[Exercise aim]: Could you retype every record below exactly as it appears?

(Given entries Opens)

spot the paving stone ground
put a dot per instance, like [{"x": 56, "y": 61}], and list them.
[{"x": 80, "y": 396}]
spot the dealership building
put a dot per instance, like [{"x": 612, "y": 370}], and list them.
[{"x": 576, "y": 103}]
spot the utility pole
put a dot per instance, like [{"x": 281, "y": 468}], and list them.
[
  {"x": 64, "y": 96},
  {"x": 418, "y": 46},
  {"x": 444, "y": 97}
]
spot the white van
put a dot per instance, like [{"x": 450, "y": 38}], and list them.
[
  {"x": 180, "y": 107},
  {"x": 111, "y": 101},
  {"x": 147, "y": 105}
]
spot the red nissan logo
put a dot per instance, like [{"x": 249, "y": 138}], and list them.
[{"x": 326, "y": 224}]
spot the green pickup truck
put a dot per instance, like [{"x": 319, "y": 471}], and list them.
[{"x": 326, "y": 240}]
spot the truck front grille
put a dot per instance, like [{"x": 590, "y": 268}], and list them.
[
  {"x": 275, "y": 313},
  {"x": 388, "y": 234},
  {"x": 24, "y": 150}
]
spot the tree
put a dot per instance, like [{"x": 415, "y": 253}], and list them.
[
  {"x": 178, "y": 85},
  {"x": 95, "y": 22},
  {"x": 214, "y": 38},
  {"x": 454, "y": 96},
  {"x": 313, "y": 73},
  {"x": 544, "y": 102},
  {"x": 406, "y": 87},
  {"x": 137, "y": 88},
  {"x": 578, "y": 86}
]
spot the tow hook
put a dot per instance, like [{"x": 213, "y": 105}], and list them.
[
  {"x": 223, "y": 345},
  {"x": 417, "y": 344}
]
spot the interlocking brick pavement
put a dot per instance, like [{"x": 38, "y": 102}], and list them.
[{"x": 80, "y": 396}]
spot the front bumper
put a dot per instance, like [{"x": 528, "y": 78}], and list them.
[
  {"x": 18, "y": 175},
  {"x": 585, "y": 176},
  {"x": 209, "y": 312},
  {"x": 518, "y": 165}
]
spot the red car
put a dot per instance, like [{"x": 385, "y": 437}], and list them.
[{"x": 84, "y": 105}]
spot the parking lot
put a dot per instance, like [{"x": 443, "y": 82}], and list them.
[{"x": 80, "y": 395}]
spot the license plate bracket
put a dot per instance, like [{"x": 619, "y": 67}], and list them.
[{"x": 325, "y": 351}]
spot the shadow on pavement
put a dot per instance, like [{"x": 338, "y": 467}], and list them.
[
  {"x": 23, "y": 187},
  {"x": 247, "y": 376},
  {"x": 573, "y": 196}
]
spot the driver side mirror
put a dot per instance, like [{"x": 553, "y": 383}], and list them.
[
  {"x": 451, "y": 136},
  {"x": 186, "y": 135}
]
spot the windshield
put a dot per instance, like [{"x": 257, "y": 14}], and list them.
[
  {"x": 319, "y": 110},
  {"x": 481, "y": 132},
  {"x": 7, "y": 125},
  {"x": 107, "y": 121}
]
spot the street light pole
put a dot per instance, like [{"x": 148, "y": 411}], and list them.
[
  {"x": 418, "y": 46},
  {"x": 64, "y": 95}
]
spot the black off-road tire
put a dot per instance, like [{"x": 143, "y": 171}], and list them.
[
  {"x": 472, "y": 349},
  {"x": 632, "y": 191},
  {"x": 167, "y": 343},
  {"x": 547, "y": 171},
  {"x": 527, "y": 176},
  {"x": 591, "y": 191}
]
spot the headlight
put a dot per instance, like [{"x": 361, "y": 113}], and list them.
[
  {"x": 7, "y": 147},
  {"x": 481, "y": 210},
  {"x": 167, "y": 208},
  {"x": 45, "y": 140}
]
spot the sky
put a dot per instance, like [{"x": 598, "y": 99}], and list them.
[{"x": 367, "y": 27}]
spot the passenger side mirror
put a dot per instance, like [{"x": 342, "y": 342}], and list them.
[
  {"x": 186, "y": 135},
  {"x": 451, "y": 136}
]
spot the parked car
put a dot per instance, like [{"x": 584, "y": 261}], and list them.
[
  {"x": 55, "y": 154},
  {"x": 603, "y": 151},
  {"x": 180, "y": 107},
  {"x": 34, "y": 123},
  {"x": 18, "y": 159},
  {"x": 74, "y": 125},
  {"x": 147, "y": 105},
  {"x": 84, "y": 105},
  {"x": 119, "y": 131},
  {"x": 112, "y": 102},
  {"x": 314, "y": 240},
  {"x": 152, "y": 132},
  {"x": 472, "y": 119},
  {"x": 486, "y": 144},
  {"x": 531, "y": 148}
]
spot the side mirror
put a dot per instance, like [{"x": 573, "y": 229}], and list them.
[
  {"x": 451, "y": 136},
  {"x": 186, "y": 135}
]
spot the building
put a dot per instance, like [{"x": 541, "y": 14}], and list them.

(Given entries Closes)

[Solution to the problem]:
spot the paving stone ground
put a dot per instance, like [{"x": 56, "y": 61}], and list them.
[{"x": 80, "y": 396}]
spot the dealership building
put a dot per instance, like [{"x": 612, "y": 370}], and list them.
[{"x": 576, "y": 103}]
spot the utility pole
put a dot per instance, like [{"x": 281, "y": 468}], and list them.
[
  {"x": 64, "y": 96},
  {"x": 418, "y": 46},
  {"x": 444, "y": 97}
]
spot the white van
put a dot per instance, like [{"x": 450, "y": 38}], and list them.
[
  {"x": 180, "y": 107},
  {"x": 111, "y": 101},
  {"x": 147, "y": 105}
]
spot the red nissan logo
put a dot per instance, like [{"x": 249, "y": 138}], and list them.
[{"x": 326, "y": 224}]
spot the green pickup truck
put a dot per instance, like [{"x": 319, "y": 471}], and list them.
[{"x": 326, "y": 240}]
spot the truck front grille
put a dot per instance, like [{"x": 590, "y": 268}], and list them.
[
  {"x": 275, "y": 313},
  {"x": 388, "y": 234},
  {"x": 24, "y": 150}
]
spot the tree
put a dot per instance, like [{"x": 415, "y": 253}], and list them.
[
  {"x": 178, "y": 85},
  {"x": 95, "y": 22},
  {"x": 214, "y": 38},
  {"x": 454, "y": 96},
  {"x": 313, "y": 73},
  {"x": 544, "y": 102},
  {"x": 406, "y": 87},
  {"x": 137, "y": 88},
  {"x": 578, "y": 86}
]
spot the tow hook
put a dot per instance, like [{"x": 213, "y": 105}], and list them.
[
  {"x": 223, "y": 345},
  {"x": 417, "y": 344}
]
spot the interlocking brick pavement
put a dot per instance, like [{"x": 38, "y": 102}], and list them.
[{"x": 80, "y": 396}]
spot the front bumper
put a dot per instance, like [{"x": 528, "y": 78}], and list them.
[
  {"x": 18, "y": 175},
  {"x": 585, "y": 176},
  {"x": 209, "y": 312},
  {"x": 518, "y": 165}
]
spot the red car
put a dot per instance, like [{"x": 385, "y": 437}], and list them.
[{"x": 84, "y": 105}]
spot the parking lot
put a dot per instance, like [{"x": 443, "y": 82}], and list them.
[{"x": 80, "y": 395}]
spot the license plate bracket
put a dot per instance, like [{"x": 619, "y": 67}], and list them.
[{"x": 325, "y": 351}]
spot the shadow on pavement
put a dot per instance, like [{"x": 338, "y": 467}], and list them.
[
  {"x": 23, "y": 187},
  {"x": 247, "y": 376},
  {"x": 573, "y": 196}
]
spot the driver side mirror
put a dot per instance, like [{"x": 553, "y": 383}], and list them.
[
  {"x": 451, "y": 136},
  {"x": 186, "y": 135}
]
spot the windshield
put a dot per instance, like [{"x": 257, "y": 14}], and list them.
[
  {"x": 319, "y": 110},
  {"x": 481, "y": 132},
  {"x": 7, "y": 125},
  {"x": 107, "y": 121}
]
spot the street light pole
put a dot per instance, like [{"x": 148, "y": 411}], and list them.
[
  {"x": 418, "y": 46},
  {"x": 64, "y": 95}
]
spot the black off-road tire
put a dot per instance, like [{"x": 143, "y": 171}], and list them.
[
  {"x": 472, "y": 349},
  {"x": 632, "y": 191},
  {"x": 167, "y": 343},
  {"x": 547, "y": 171},
  {"x": 527, "y": 176},
  {"x": 591, "y": 191}
]
spot the headlight
put a dot per instance, like [{"x": 361, "y": 113}], and list them.
[
  {"x": 7, "y": 147},
  {"x": 481, "y": 210},
  {"x": 167, "y": 208},
  {"x": 45, "y": 140}
]
spot the sky
put a dot per instance, like [{"x": 598, "y": 99}], and list them.
[{"x": 367, "y": 27}]
spot the passenger side mirror
put a dot per instance, like [{"x": 342, "y": 342}], and list them.
[
  {"x": 186, "y": 135},
  {"x": 451, "y": 136}
]
spot the parked car
put a dot per instance, like [{"x": 584, "y": 261}], and list them.
[
  {"x": 55, "y": 154},
  {"x": 603, "y": 151},
  {"x": 180, "y": 107},
  {"x": 34, "y": 123},
  {"x": 18, "y": 159},
  {"x": 74, "y": 125},
  {"x": 147, "y": 105},
  {"x": 84, "y": 105},
  {"x": 119, "y": 131},
  {"x": 112, "y": 102},
  {"x": 314, "y": 240},
  {"x": 152, "y": 132},
  {"x": 472, "y": 119},
  {"x": 486, "y": 144},
  {"x": 531, "y": 148}
]
spot the side mirror
put a dot per instance, like [{"x": 573, "y": 229}], and list them.
[
  {"x": 451, "y": 136},
  {"x": 186, "y": 135}
]
spot the building
put a dot per instance, like [{"x": 541, "y": 14}], and list them.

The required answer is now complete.